Return all lines below containing the word "pants".
⟨
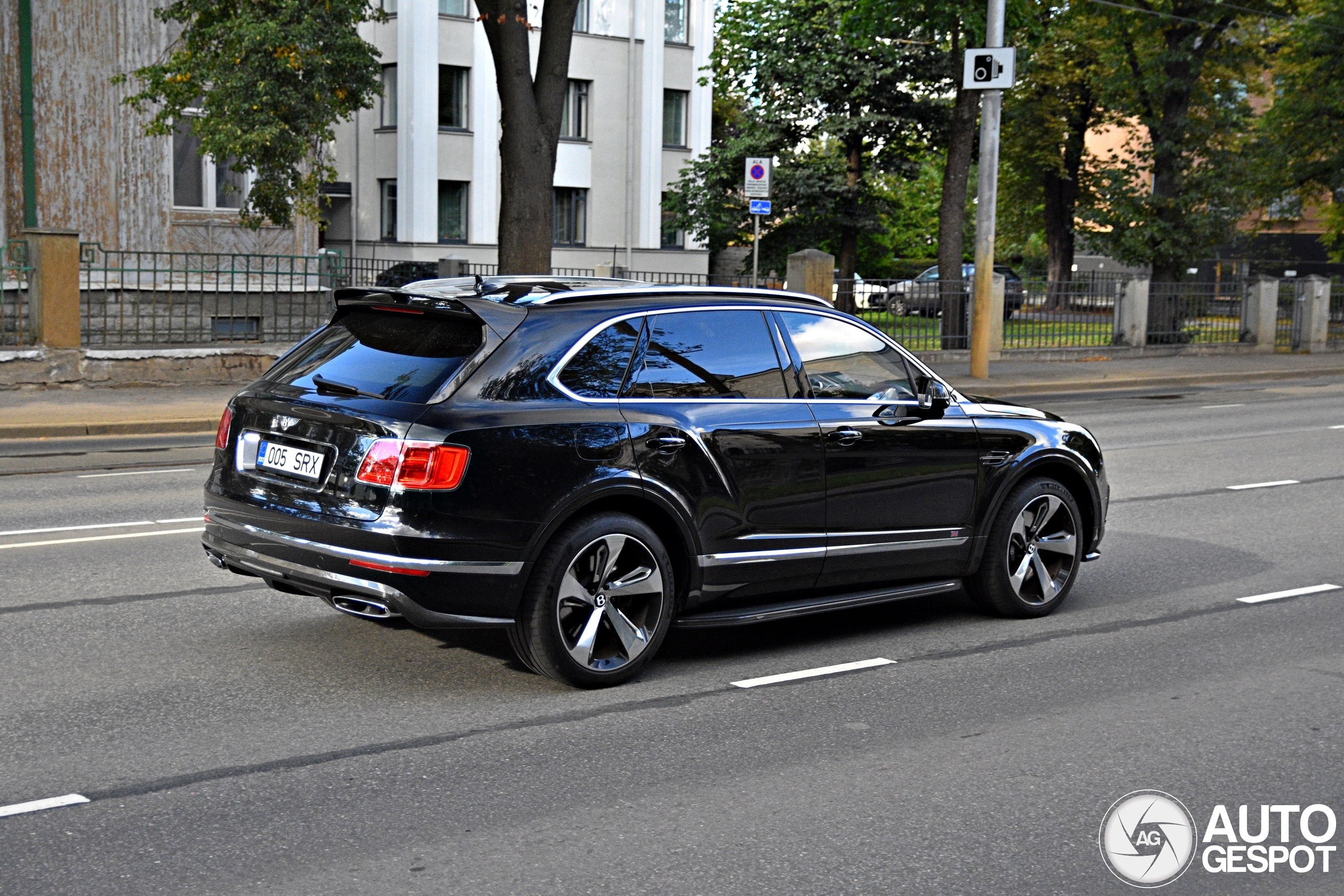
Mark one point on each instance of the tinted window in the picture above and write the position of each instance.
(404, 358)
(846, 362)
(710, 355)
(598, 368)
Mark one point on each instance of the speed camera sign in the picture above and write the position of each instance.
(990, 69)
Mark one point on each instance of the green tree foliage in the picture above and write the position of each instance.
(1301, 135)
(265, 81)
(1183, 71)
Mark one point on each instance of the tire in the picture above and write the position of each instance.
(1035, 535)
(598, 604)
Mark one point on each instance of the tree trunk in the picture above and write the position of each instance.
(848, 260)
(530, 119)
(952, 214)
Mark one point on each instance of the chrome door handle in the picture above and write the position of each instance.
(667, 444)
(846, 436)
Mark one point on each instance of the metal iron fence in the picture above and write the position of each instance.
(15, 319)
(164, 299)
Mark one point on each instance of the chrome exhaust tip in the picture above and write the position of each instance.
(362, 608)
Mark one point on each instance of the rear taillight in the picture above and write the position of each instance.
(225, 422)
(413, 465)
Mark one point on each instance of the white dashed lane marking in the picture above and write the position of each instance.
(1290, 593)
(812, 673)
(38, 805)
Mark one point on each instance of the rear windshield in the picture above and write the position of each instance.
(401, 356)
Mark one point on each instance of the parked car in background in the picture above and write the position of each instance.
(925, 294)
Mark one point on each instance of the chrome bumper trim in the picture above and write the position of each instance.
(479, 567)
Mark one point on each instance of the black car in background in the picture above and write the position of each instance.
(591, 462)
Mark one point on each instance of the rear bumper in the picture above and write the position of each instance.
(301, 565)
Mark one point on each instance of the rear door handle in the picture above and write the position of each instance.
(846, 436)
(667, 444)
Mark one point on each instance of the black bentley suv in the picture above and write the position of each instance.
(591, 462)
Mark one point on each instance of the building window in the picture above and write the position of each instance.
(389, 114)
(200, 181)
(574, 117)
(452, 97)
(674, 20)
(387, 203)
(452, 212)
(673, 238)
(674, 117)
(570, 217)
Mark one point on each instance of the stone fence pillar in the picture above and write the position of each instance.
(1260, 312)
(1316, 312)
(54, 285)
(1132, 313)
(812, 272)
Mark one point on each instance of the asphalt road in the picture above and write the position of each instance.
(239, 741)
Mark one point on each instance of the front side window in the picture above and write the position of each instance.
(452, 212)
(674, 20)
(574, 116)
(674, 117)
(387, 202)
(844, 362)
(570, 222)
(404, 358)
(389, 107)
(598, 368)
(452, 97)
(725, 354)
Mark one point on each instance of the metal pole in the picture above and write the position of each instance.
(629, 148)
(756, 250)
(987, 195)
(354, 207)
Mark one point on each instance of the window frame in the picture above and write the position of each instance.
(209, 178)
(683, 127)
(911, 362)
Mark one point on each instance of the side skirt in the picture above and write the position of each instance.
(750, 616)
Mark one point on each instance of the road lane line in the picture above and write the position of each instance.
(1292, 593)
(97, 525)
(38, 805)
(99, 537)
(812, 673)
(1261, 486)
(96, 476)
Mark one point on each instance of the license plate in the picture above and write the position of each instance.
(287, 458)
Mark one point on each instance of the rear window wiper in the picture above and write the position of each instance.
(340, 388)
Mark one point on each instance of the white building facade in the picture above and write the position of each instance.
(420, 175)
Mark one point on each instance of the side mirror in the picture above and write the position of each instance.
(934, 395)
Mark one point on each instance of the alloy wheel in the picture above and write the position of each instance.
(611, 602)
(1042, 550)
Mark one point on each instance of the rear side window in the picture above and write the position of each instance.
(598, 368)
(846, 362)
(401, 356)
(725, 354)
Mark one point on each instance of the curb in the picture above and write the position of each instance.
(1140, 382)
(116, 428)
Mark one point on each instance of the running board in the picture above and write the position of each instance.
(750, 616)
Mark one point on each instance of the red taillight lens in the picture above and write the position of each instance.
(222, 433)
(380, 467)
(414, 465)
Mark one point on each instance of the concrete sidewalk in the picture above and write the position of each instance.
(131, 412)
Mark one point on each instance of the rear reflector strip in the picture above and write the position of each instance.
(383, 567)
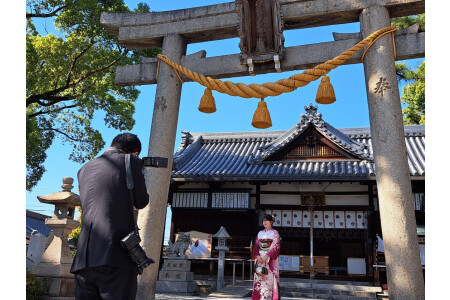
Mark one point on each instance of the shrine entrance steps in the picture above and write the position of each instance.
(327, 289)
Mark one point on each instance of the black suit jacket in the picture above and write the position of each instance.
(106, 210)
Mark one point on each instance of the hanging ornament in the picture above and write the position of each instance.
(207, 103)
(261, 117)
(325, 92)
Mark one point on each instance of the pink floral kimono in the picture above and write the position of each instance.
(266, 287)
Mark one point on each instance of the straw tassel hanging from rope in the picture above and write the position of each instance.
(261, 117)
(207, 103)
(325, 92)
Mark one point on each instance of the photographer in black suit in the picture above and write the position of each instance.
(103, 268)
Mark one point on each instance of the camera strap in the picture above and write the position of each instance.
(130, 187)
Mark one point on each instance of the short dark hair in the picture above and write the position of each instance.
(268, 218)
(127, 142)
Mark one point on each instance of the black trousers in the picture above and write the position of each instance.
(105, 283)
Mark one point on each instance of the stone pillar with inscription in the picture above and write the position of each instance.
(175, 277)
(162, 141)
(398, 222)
⟩
⟨
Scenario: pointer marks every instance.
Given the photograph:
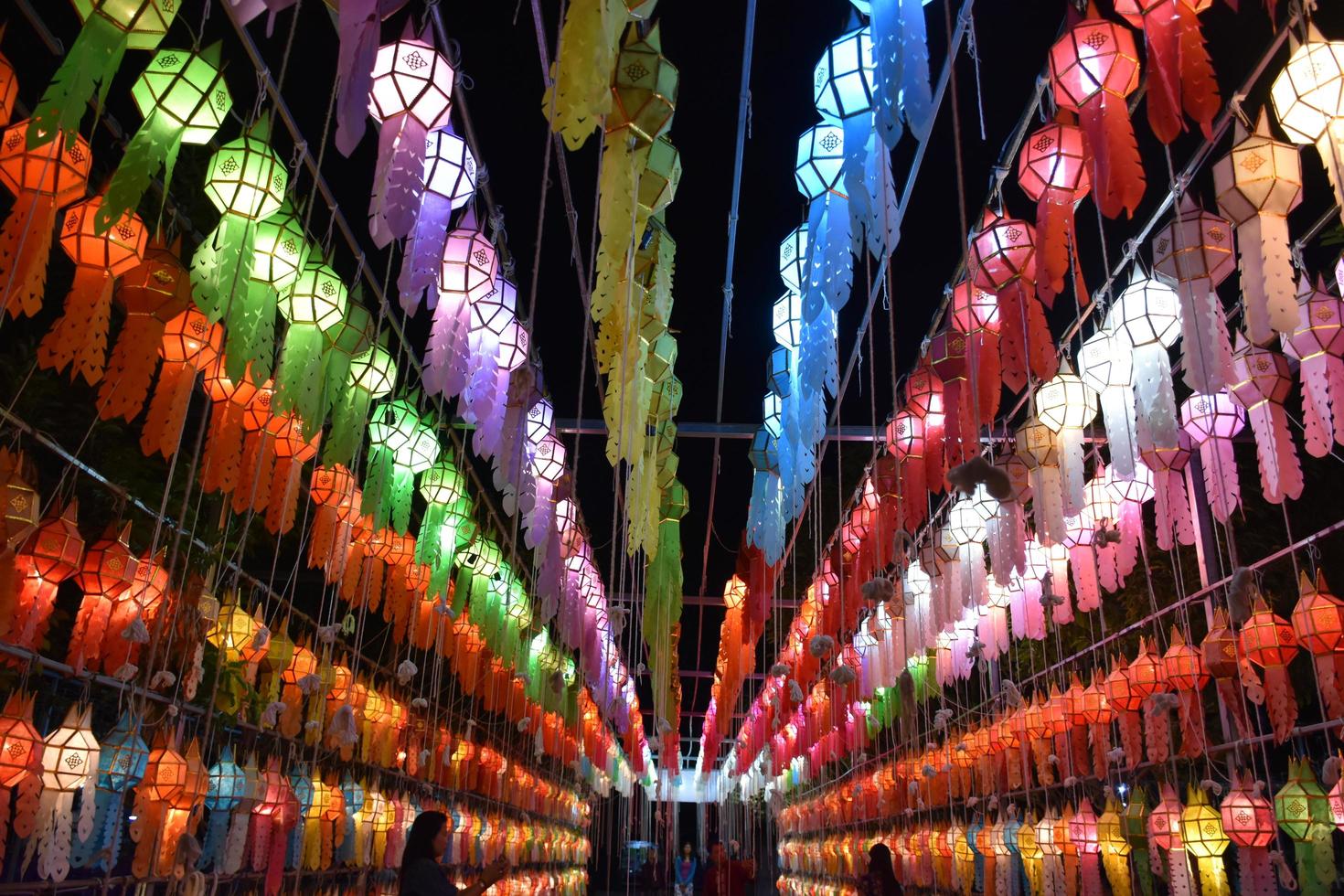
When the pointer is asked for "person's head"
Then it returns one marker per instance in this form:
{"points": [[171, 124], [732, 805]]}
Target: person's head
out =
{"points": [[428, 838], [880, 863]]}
⟩
⟨
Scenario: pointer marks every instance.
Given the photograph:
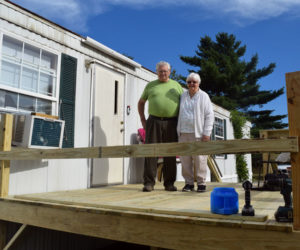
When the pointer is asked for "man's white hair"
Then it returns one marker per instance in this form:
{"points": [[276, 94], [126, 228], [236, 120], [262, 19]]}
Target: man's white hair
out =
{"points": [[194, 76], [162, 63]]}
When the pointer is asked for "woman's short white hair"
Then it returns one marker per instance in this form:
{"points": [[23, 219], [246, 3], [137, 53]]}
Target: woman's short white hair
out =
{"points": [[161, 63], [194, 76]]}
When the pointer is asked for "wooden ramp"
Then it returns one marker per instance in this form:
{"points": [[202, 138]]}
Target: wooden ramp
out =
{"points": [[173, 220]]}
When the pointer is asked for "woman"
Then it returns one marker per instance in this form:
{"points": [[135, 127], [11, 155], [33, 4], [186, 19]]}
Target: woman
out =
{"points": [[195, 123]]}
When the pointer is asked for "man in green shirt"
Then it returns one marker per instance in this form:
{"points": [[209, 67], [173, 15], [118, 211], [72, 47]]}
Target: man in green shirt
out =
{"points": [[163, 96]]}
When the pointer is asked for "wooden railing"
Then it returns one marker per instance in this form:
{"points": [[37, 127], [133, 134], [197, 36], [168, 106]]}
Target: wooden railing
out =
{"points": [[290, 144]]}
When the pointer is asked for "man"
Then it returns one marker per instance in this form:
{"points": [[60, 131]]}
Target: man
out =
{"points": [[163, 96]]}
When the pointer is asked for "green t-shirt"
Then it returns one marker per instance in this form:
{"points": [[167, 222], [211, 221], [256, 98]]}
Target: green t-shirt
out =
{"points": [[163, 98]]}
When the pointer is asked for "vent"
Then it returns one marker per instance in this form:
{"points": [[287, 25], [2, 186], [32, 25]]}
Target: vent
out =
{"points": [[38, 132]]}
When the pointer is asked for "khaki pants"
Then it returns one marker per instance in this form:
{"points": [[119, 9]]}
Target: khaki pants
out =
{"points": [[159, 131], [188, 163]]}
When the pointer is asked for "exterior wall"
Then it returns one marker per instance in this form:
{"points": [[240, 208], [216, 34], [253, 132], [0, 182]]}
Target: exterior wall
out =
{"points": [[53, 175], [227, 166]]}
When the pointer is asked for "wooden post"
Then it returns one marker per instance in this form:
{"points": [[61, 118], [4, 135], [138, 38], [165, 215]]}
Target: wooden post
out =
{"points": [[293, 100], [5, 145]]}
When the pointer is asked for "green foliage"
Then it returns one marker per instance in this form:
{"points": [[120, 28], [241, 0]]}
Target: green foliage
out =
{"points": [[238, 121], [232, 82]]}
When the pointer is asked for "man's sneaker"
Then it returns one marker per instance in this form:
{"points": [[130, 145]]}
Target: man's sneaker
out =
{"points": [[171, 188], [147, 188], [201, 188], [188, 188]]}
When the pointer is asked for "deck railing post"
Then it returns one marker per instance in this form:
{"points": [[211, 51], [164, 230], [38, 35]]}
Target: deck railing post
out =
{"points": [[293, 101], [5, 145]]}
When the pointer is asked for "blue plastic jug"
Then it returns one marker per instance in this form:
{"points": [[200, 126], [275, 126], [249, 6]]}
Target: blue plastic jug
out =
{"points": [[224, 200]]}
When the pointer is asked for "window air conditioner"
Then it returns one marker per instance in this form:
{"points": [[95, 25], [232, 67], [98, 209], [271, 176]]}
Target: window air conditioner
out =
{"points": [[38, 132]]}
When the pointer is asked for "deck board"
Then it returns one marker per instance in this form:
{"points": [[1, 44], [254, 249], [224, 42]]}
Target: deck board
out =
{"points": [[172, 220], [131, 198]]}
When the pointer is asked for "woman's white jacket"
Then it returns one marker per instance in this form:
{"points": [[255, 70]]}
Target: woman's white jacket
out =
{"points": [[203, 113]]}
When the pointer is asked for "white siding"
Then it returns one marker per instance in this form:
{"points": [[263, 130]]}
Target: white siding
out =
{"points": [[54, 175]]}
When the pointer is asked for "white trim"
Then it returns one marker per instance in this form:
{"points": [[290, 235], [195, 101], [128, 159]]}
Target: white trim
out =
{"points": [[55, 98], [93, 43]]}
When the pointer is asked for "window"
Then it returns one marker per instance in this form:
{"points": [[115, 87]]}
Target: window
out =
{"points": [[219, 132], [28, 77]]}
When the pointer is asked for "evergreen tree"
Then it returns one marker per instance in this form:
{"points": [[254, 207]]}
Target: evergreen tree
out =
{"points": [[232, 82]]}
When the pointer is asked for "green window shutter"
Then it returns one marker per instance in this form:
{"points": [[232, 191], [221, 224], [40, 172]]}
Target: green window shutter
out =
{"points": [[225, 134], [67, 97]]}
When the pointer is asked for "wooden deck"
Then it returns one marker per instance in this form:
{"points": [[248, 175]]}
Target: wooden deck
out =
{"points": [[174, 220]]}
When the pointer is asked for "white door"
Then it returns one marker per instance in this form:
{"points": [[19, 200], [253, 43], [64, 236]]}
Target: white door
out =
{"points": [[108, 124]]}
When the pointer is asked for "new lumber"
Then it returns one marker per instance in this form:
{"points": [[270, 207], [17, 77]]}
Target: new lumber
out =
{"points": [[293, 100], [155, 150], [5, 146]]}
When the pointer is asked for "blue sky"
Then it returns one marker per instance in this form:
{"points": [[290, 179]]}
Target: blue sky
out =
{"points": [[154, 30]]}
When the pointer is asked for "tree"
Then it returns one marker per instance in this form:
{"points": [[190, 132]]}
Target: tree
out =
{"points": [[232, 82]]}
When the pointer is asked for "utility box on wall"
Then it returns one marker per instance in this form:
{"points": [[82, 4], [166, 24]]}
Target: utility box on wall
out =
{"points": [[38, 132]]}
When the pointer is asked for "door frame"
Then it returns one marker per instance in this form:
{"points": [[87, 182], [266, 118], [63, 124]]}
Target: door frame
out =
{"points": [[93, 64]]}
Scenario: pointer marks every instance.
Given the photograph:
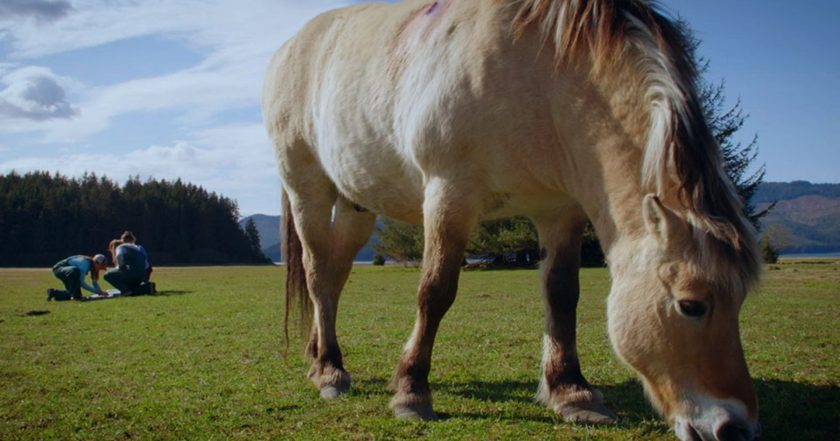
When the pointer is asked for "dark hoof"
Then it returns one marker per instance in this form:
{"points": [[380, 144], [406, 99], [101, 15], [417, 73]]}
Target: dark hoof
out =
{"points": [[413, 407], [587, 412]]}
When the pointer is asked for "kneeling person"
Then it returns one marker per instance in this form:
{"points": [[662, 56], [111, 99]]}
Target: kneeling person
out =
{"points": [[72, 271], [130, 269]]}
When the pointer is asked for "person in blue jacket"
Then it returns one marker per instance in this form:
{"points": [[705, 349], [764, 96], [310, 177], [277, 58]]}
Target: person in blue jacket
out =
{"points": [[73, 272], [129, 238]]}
⟩
TASK OUTPUT ▸
When the pointer is asked for "khaki pants"
Target: khaki pants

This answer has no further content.